Heart research earns award for undergraduate student

Award-winning undergraduate researcher, Tim Just, explores why some people feel faint in the heat.

Jane Hurly - 02 May 2011

When we're hot or in a warm environment and stand up suddenly some of us might feel lightheaded or nauseous as our blood pressure suddenly drops. But it doesn't happen to everyone. Why it happens at all intrigued kinesiology undergraduate student, Tim Just and his quest led him to an opportunity to work on a research project questioning how the heart responds when people are heat-stressed.

Earlier this year Just's research earned him the award for "outstanding presentation in biophysical sciences" at the annual Bertha Rosenstadt National Undergraduate Research Conference at the University of Toronto where he delivered his paper, "Investigating the Prevalence of Increased Orthostatic Intolerance in Heat-Stressed Humans."

## Information given

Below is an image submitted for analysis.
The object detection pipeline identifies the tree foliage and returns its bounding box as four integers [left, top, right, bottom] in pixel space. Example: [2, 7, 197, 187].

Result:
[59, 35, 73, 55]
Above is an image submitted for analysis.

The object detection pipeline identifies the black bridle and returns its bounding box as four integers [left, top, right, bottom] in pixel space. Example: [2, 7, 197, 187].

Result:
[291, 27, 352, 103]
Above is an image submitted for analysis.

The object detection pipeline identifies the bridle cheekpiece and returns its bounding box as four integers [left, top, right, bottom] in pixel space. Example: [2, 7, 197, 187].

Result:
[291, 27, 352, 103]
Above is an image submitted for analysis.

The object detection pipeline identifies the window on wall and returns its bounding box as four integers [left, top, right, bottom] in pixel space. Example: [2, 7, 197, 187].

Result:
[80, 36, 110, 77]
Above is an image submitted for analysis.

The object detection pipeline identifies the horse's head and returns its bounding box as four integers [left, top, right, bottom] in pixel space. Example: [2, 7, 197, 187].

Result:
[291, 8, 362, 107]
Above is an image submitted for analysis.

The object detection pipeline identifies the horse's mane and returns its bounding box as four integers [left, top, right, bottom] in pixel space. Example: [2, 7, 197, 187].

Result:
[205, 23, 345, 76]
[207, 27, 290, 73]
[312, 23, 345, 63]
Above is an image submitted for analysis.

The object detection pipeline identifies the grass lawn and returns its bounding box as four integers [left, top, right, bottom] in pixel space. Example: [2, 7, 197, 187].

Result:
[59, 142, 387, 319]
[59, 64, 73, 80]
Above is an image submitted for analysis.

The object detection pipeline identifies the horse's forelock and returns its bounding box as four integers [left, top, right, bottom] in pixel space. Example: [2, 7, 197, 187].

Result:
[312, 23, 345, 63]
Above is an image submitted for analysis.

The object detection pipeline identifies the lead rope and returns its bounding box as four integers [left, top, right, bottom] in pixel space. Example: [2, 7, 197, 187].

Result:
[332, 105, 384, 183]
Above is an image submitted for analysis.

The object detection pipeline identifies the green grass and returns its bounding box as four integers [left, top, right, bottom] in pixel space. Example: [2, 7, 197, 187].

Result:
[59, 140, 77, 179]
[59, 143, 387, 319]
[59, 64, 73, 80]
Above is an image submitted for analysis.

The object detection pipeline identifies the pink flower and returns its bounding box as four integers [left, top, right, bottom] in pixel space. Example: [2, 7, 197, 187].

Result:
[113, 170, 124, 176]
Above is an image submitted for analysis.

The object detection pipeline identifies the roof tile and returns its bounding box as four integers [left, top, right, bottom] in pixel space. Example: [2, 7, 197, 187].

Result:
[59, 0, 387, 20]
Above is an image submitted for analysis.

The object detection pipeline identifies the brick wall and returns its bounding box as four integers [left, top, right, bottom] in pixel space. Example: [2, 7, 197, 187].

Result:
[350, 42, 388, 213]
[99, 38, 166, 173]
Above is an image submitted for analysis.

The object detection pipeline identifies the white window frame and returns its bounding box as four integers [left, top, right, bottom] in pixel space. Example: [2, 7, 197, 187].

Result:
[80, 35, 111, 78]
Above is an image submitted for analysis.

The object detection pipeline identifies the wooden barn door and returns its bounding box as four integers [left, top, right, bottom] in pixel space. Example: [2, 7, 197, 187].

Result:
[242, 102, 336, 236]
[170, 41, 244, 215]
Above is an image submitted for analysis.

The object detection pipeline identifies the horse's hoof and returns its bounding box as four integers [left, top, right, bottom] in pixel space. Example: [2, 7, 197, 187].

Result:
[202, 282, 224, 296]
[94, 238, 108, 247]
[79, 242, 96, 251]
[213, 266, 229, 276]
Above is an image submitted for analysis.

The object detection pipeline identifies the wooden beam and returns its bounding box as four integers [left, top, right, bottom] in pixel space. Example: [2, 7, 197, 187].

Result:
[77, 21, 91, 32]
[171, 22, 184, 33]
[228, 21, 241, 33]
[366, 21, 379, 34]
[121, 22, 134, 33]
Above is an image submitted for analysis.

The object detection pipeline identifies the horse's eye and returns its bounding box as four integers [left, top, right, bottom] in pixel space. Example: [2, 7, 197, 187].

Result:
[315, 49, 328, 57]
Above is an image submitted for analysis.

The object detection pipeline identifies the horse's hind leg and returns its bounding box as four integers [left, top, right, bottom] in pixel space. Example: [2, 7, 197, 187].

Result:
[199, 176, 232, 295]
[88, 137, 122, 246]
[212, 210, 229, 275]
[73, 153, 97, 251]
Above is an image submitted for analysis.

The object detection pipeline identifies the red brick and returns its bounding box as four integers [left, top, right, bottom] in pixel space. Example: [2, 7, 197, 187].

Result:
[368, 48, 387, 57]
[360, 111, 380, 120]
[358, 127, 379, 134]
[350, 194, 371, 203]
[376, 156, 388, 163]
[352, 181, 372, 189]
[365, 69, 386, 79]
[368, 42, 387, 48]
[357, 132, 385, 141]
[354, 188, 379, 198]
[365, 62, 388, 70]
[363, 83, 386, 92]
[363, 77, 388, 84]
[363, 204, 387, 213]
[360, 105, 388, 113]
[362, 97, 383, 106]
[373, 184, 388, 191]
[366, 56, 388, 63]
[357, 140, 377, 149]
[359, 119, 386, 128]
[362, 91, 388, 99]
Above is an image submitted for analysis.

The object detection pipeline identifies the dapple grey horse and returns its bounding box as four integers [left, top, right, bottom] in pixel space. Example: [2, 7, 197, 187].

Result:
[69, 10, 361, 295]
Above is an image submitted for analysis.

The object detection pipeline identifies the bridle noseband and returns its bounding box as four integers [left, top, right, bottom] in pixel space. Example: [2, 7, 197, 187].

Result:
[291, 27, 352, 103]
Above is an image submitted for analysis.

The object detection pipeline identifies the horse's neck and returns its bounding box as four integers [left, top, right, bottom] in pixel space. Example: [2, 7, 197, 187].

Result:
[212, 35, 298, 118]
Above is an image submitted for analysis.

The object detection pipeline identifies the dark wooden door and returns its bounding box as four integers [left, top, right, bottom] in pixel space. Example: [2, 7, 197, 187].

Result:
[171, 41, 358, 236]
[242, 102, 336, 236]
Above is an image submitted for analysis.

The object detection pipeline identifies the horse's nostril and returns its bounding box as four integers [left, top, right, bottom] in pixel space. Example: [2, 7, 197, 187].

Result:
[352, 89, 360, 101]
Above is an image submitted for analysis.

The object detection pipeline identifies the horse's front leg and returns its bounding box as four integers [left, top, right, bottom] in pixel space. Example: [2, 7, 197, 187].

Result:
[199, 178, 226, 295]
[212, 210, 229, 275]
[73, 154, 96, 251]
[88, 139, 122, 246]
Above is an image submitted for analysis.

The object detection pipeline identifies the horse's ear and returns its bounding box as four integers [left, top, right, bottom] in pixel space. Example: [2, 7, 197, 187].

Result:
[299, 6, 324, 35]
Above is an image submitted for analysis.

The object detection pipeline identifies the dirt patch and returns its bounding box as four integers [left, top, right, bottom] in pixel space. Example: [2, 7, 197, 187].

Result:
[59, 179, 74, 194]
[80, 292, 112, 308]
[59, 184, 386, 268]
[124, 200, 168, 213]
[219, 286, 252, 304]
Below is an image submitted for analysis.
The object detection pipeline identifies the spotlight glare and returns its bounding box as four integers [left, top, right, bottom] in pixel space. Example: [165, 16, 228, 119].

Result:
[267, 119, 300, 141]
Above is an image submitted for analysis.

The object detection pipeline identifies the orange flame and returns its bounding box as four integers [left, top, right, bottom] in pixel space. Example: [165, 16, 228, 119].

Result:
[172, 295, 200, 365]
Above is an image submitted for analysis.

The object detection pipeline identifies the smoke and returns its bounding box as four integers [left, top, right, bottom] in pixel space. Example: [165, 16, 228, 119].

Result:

## Brief
Proceed with the article about the undergraduate's heart research, continuing from where it stops. The listing is separate material and has no connection to the article about the award-winning heart research.

## Response to the task
Just was particularly interested in looking at the difference in the output of blood from the heart's left ventricle in study participants who were first heat-stressed, then tilted 30 degrees to simulate the effects of standing (an orthostatic challenge), and who then either experienced symptoms of faintness or nausea, or had no symptoms at all.

Participants were then divided into groups based on their response to heat stress: those who experienced symptoms of syncope (faintness) and those who didn't.

Just assessed the output of blood from the left ventricle using two-dimensional echocardiography, and measured brain blood flow and beat-by-beat arterial blood pressure at the same time. "It's important to keep the brain perfused with blood to maintain consciousness," says Just. "If you don't, the person will faint.

"We found big differences in the diastolic phase of the heart between people who were symptomatic and asymptomatic. The volume of the heart, when completely filled, decreased much more in the symptomatic group than the asymptomatic group. That meant that because the heart wasn't able to sufficiently supply the brain with enough blood, it resulted in feelings of lightheadedness and nausea in the symptomatic participants."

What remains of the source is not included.